EXERCISE BRIEF
In the data below, replace every "whereabouts" with "where" and change nothing else. Omit the pictures from your answer.

++++

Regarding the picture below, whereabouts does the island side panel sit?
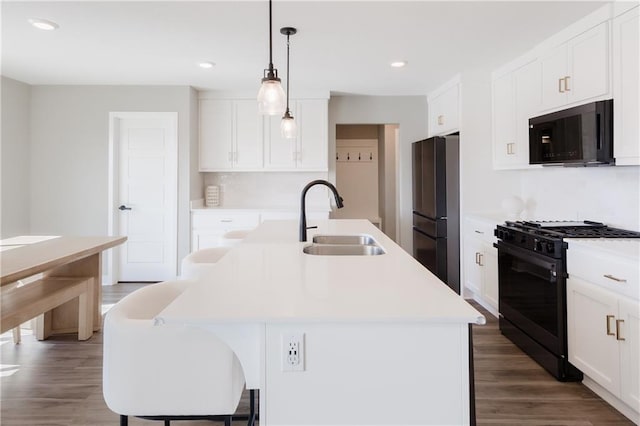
[260,322,469,426]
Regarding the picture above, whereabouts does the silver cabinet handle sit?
[607,315,616,336]
[616,320,626,341]
[603,274,627,283]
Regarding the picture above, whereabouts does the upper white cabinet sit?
[613,7,640,165]
[199,99,263,172]
[199,99,329,172]
[492,60,541,169]
[540,22,610,110]
[264,99,329,171]
[427,76,460,136]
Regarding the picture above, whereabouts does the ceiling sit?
[1,0,603,97]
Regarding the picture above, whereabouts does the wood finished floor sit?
[0,284,633,426]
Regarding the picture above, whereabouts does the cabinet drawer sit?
[567,243,640,300]
[191,212,260,229]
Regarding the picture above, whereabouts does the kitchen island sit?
[156,220,485,426]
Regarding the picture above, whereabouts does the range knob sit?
[533,238,542,251]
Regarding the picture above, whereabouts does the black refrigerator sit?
[411,135,460,294]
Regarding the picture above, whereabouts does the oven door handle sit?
[493,241,566,283]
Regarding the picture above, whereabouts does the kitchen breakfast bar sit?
[155,220,485,426]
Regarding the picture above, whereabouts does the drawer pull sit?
[616,320,625,341]
[603,274,627,283]
[607,315,616,336]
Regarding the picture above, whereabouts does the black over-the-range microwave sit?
[529,99,615,166]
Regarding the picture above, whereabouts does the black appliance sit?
[494,221,640,381]
[529,99,615,166]
[411,135,460,294]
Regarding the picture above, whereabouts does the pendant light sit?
[280,27,298,139]
[258,0,285,115]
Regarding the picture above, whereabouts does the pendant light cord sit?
[269,0,273,72]
[286,33,290,112]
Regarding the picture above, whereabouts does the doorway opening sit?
[331,124,399,241]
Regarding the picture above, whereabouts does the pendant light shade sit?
[258,0,286,115]
[280,27,298,139]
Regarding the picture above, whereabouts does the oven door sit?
[495,241,566,356]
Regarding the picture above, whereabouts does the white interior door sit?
[111,113,178,281]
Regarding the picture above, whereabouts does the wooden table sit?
[0,236,127,340]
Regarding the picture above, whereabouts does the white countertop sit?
[158,220,485,324]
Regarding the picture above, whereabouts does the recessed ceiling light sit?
[29,18,60,31]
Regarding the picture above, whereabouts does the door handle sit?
[616,320,626,340]
[607,315,616,336]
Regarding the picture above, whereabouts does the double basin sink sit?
[302,235,385,256]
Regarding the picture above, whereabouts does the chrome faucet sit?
[300,179,344,242]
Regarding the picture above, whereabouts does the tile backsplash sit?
[203,172,332,210]
[520,166,640,231]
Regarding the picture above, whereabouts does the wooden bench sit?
[0,277,95,340]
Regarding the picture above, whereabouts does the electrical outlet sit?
[282,333,304,371]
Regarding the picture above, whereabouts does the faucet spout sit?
[300,179,344,242]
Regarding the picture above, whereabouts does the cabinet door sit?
[540,44,567,109]
[295,99,329,171]
[264,102,300,170]
[492,73,516,168]
[567,278,620,396]
[511,60,542,166]
[199,99,233,171]
[464,237,484,294]
[565,22,609,103]
[480,243,498,311]
[618,297,640,409]
[613,7,640,165]
[233,99,263,170]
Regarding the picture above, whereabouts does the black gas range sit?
[494,221,640,381]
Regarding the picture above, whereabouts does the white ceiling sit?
[1,0,603,97]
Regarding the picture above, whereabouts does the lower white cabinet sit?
[463,217,498,316]
[567,242,640,422]
[191,210,260,251]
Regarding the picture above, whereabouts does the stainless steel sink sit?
[302,244,385,256]
[313,235,376,245]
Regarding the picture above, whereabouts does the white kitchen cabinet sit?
[191,209,260,252]
[265,99,329,171]
[540,22,610,110]
[613,7,640,165]
[567,242,640,422]
[199,99,263,172]
[427,76,460,136]
[493,60,541,169]
[463,216,498,316]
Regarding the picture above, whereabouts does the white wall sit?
[28,86,197,276]
[520,166,640,231]
[329,96,427,253]
[0,77,31,238]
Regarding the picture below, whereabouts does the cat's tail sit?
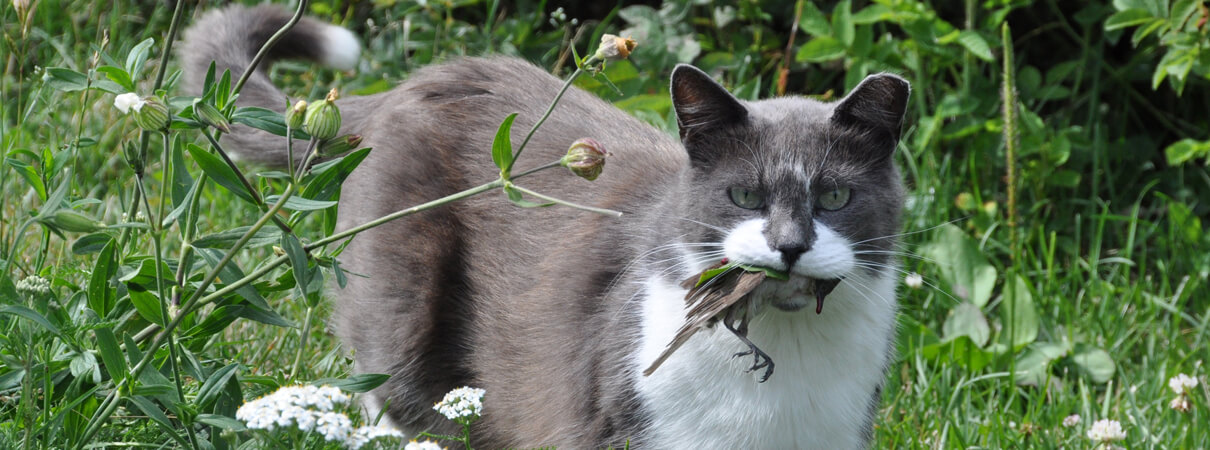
[180,5,361,166]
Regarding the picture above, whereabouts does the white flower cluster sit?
[114,92,146,114]
[433,386,486,425]
[403,440,445,450]
[235,386,403,450]
[1088,419,1127,444]
[1168,374,1198,396]
[17,275,51,295]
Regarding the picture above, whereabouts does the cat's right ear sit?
[672,64,748,146]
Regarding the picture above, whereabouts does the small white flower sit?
[403,440,444,450]
[1088,419,1127,444]
[1062,414,1079,428]
[345,425,408,450]
[17,275,51,295]
[1168,374,1198,396]
[433,386,486,423]
[114,92,145,114]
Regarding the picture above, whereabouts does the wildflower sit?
[303,90,340,139]
[403,440,445,450]
[345,425,408,450]
[17,275,51,295]
[286,100,306,129]
[593,34,638,60]
[1168,374,1198,396]
[1062,414,1079,428]
[114,92,144,114]
[559,138,610,181]
[433,386,486,425]
[1088,419,1127,444]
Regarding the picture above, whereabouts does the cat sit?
[183,6,910,449]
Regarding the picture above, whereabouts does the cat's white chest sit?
[633,276,895,449]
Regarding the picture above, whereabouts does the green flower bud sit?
[42,208,105,232]
[194,102,231,133]
[593,34,638,60]
[319,134,362,156]
[134,97,168,131]
[286,100,306,129]
[303,90,340,139]
[559,138,610,181]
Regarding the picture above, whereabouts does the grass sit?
[0,1,1210,448]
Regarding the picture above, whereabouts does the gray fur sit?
[183,6,908,449]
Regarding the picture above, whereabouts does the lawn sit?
[0,0,1210,449]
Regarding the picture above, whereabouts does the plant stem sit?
[507,183,622,218]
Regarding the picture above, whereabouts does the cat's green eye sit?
[816,188,849,210]
[728,186,765,209]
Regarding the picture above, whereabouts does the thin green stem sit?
[507,183,622,218]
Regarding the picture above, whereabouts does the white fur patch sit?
[321,25,362,70]
[722,219,857,279]
[633,271,897,449]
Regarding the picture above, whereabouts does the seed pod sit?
[319,134,362,156]
[303,90,340,139]
[44,208,105,232]
[134,97,168,131]
[559,138,610,181]
[286,100,306,129]
[194,102,231,133]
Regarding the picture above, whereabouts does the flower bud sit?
[303,90,340,139]
[593,34,638,60]
[319,134,362,156]
[44,208,105,232]
[559,138,610,181]
[194,102,231,133]
[134,97,168,131]
[286,100,306,129]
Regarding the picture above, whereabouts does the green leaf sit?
[958,30,995,62]
[0,305,68,341]
[42,68,88,92]
[87,238,117,317]
[999,275,1039,350]
[1105,10,1153,31]
[265,195,336,210]
[93,327,126,383]
[941,302,991,347]
[131,290,166,327]
[920,224,996,308]
[185,144,257,204]
[1071,348,1117,383]
[97,65,134,92]
[311,374,391,393]
[799,1,831,38]
[194,363,240,410]
[794,36,845,63]
[126,38,155,77]
[491,113,517,172]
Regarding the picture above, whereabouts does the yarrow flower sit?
[17,275,51,295]
[403,440,445,450]
[433,386,486,425]
[114,92,146,114]
[1168,374,1198,396]
[1088,419,1127,444]
[1062,414,1079,428]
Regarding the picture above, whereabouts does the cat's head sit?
[672,65,909,311]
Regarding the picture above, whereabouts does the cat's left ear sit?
[831,74,911,151]
[672,64,748,144]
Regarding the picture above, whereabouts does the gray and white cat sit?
[183,6,909,449]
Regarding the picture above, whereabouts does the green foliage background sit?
[0,0,1210,448]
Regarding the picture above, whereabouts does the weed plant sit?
[0,0,1210,449]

++++

COMPLETE OUTPUT
Regarding the picture below, where does the island side panel sit?
[260,322,469,426]
Regarding the picture above, where does the silver cabinet handle sit?
[607,315,616,336]
[616,320,626,341]
[603,274,627,283]
Regarding the picture above, where does the upper white cabinet sit?
[613,7,640,165]
[199,99,263,172]
[199,99,329,172]
[492,60,541,169]
[540,22,610,110]
[264,99,329,171]
[427,76,460,136]
Regarding the picture above, where does the ceiling sit?
[1,0,603,97]
Regarding the picture above, where does the wood finished floor sit?
[0,284,633,426]
Regarding the picture above, where does the cabinet drawer sit?
[567,243,640,300]
[191,212,260,229]
Regarding the picture above, where does the kitchen island sit?
[156,220,485,426]
Regarding the picture above, where does the range knob sit?
[533,238,542,251]
Regarding the picture above, where does the black refrigerator sit?
[411,135,460,294]
Regarding the picture above, where does the oven door handle sit?
[493,241,566,283]
Regarding the picture above, where does the kitchen breakfast bar sit?
[155,220,485,426]
Regarding the picture above, where does the drawer pull sit?
[616,320,625,341]
[603,274,627,283]
[607,315,616,336]
Regarding the picture above, where does the black over-the-range microwave sit?
[529,99,615,166]
Regarding the picture above, where does the black appliance sit?
[494,221,640,381]
[529,99,615,166]
[411,135,460,294]
Regarding the picture above, where does the pendant light sit?
[280,27,298,139]
[258,0,285,115]
Regarding the picture above, where does the pendant light cord sit?
[269,0,273,72]
[286,33,290,112]
Regarding the picture above, where does the doorway opening sit?
[331,124,399,241]
Regarding the picture above, where does the pendant light shade sit?
[258,0,286,115]
[280,27,298,139]
Regarding the picture above, where does the oven door sit?
[495,241,566,356]
Regarding the picture above, where does the white interior door sit?
[111,113,178,281]
Regarding the picture above, where does the wooden table sit?
[0,236,127,340]
Regarding the picture above, where does the white countertop sit?
[158,220,485,324]
Regarding the picture above, where does the recessed ceiling light sit?
[29,18,60,31]
Regarding the picture above, where does the door handle sit?
[616,320,626,340]
[607,315,616,336]
Regarding the picture above, where does the double basin sink sit?
[302,235,385,256]
Regarding the picture above, where does the chrome faucet sit?
[300,179,344,242]
Regarding the picture above, where does the tile backsplash sit?
[203,172,332,210]
[520,166,640,231]
Regarding the picture above, where does the wooden bench sit?
[0,277,95,340]
Regarding the picture above, where does the electrical outlet sit?
[282,333,304,371]
Regarding the picture above, where does the faucet spout sit?
[300,179,344,242]
Regarding the picture above, where does the cabinet door sit?
[540,44,567,109]
[295,99,329,171]
[264,102,300,170]
[492,73,516,168]
[567,278,620,396]
[511,60,542,166]
[199,99,233,171]
[464,237,484,294]
[565,22,609,103]
[480,243,498,311]
[618,297,640,409]
[613,7,640,165]
[233,99,263,170]
Regarding the picture above, where does the black gas range sit?
[494,221,640,381]
Regarding the picture above, where does the white ceiling sit?
[1,0,603,97]
Regarding the picture above, where does the lower white cabinet sit?
[463,217,498,316]
[567,242,640,422]
[191,210,260,251]
Regarding the picture above, where does the stainless steel sink sit?
[302,244,385,256]
[313,235,376,245]
Regarding the picture above, where does the white kitchen cabinet sit?
[191,209,260,252]
[265,99,329,171]
[540,22,610,110]
[613,7,640,165]
[567,242,640,422]
[199,99,263,172]
[427,76,460,136]
[493,60,541,169]
[463,216,498,316]
Regarding the picture above, where does the white wall sit?
[28,86,197,276]
[520,166,640,231]
[329,96,427,253]
[0,77,31,238]
Regarding the picture below, where does the cat's tail sit?
[180,5,361,166]
Regarding the picture above, where does the white flower cluster sit?
[114,92,146,114]
[433,386,486,425]
[403,440,445,450]
[235,386,403,450]
[1088,419,1127,444]
[1168,374,1198,396]
[17,275,51,295]
Regarding the picture above, where does the cat's right ear sit?
[672,64,748,146]
Regarding the picture above, where does the small white flower sit?
[403,440,444,450]
[1088,419,1127,444]
[1062,414,1079,428]
[345,425,408,450]
[17,275,51,295]
[1168,374,1198,396]
[433,386,486,423]
[114,92,145,114]
Regarding the picture above, where does the wildflower sit?
[303,90,340,139]
[403,440,445,450]
[345,425,408,450]
[17,275,51,295]
[286,100,306,129]
[593,34,638,60]
[1168,374,1198,396]
[1062,414,1079,428]
[114,92,144,114]
[559,138,610,181]
[433,386,486,425]
[1088,419,1127,444]
Regarding the picture above, where does the cat sit?
[183,6,910,449]
Regarding the picture above, where does the cat's white chest sit?
[633,276,895,449]
Regarding the picture above, where does the green flower bud sit?
[42,208,105,232]
[194,102,231,133]
[593,34,638,60]
[319,134,362,156]
[134,97,168,131]
[286,100,306,129]
[303,90,340,139]
[559,138,610,181]
Regarding the picture above, where does the grass sit?
[0,1,1210,448]
Regarding the picture above, where does the gray fur sit?
[183,6,908,449]
Regarding the picture above, where does the lawn sit?
[0,0,1210,449]
Regarding the picture above, where does the plant stem sit?
[507,183,622,218]
Regarding the picture above, where does the cat's green eye sit?
[816,188,849,210]
[728,186,765,209]
Regarding the picture above, where does the thin green stem sit?
[507,183,622,218]
Regarding the picture above, where does the white fur patch sit?
[321,25,362,70]
[722,219,857,279]
[633,271,897,449]
Regarding the picture above, where does the seed pod sit?
[319,134,362,156]
[303,90,340,139]
[44,208,105,232]
[134,97,168,131]
[559,138,610,181]
[286,100,306,129]
[194,102,231,133]
Regarding the picture above, where does the flower bud sit?
[303,90,340,139]
[593,34,638,60]
[319,134,362,156]
[44,208,105,232]
[559,138,610,181]
[194,102,231,133]
[134,97,168,131]
[286,100,306,129]
Regarding the picture above, where does the green leaf sit?
[958,30,995,62]
[0,305,68,341]
[42,68,88,92]
[87,238,117,317]
[999,275,1039,350]
[1105,10,1153,31]
[265,195,336,210]
[93,327,126,383]
[941,302,991,347]
[131,290,166,327]
[920,224,996,308]
[185,144,257,204]
[1071,348,1117,383]
[97,65,134,92]
[311,374,391,393]
[799,1,831,38]
[194,363,240,410]
[794,36,845,63]
[126,38,155,77]
[491,113,517,172]
Regarding the picture above, where does the yarrow flower sit?
[17,275,51,295]
[403,440,445,450]
[433,386,486,425]
[114,92,146,114]
[1168,374,1198,396]
[1088,419,1127,444]
[1062,414,1079,428]
Regarding the picture above, where does the cat's head sit?
[672,65,909,311]
Regarding the picture above, where does the cat's left ear sit?
[831,74,911,151]
[672,64,748,144]
Regarding the picture above, where does the gray and white cat sit?
[183,6,909,449]
Regarding the picture above, where does the green foliage background sit?
[0,0,1210,448]
Regarding the picture above, where does the weed plant sit?
[0,0,1210,449]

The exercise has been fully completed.